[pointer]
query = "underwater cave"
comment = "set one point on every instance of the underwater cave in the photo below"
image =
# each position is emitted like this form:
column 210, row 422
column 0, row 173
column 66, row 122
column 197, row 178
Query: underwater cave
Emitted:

PROBLEM DESCRIPTION: Your task is to transcribe exactly the lines from the one with "column 0, row 173" through the end of the data, both included, and nothing besides.

SOLUTION FOR THIS EXERCISE:
column 0, row 173
column 66, row 122
column 197, row 178
Query: underwater cave
Emitted:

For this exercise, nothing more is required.